- Fragmento seleccionado -
● ● ● ● ● ● ●
Lee bt_it_sprint_planning.json, consulta Jira por estado actual y worklogs en la
ventana del sprint (global [min(inicio), max(fin)]) y guarda report_it.json.
"""

import os
import re
import json
import time
from typing import Dict, Any, List
from collections import defaultdict
from datetime import datetime, timedelta

import requests
from requests.auth import HTTPBasicAuth
import pytz

PLANNING_JSON = os.getenv("PLANNING_JSON", "bt_it_sprint_planning.json")
REPORT_JSON   = os.getenv("REPORT_JSON",   "report_it.json")


JIRA_API_ROOT = os.getenv("JIRA_API_ROOT", "https://team-1583163151751.atlassian.net/rest/api/3")
SEARCH_JQL_URL = f"{JIRA_API_ROOT}/search/jql"

REAL_HOURS_CF = "customfield_10046"
# Campos mínimos
FIELDS = [
    "summary", "status", "statuscategorychangedate", "assignee", "priority",
    "timetracking", "duedate", "updated", "resolutiondate" , REAL_HOURS_CF
]

MAX_RESULTS  = 100
CHUNK_ISSUES = 100
TIMEOUTS     = (5, 30)
TZ = pytz.timezone("America/Argentina/Buenos_Aires")

DEV_MAP = {
    # "Alan Mori - Carestino": "Alan Mori - Carestino",
    # Mapear si los displayName de Jira difieren de los del Sheet
}

def load_planning(path: str) -> Dict[str, Any]:
    if not os.path.exists(path):
        raise SystemExit(f"No existe {path}. Ejecutá primero collect_planned_metrics.py")
    with open(path, "r", encoding="utf-8") as f:
        return json.load(f)

def parse_sprint_date(sprint_id: str) -> datetime:
    m = re.match(r"^S(\d{8})$", sprint_id)
    if not m:
        raise ValueError(f"Sprint inválido: {sprint_id}")
    return datetime.strptime(m.group(1), "%Y%m%d")

def pick_latest_sprint_key(store: Dict[str, Any]) -> str:
    keys = [k for k in store.keys() if re.match(r"^S\d{8}$", k)]
    if not keys:
        raise SystemExit("No encontré sprints en planning JSON.")
    keys.sort(key=lambda k: parse_sprint_date(k))
    return keys[-1]

def extract_issue_keys(planning: Dict[str, Any], sprint_id: str) -> List[str]:
    bucket = planning.get(sprint_id, {})
● ● ● ● ● ● ●
- Datos registrados -
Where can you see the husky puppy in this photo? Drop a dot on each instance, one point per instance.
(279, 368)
● ● ● ● ● ● ●
Copia el fragmento seleccionado comenzando en "Lee bt_it_sprint_planning.json, consulta" y terminando en "y guarda report_it.json.", y sustituye "Jira" por "Redmine". Los datos no intervienen en esto.

- Solución de la tarea -
Lee bt_it_sprint_planning.json, consulta Redmine por estado actual y worklogs en la
ventana del sprint (global [min(inicio), max(fin)]) y guarda report_it.json.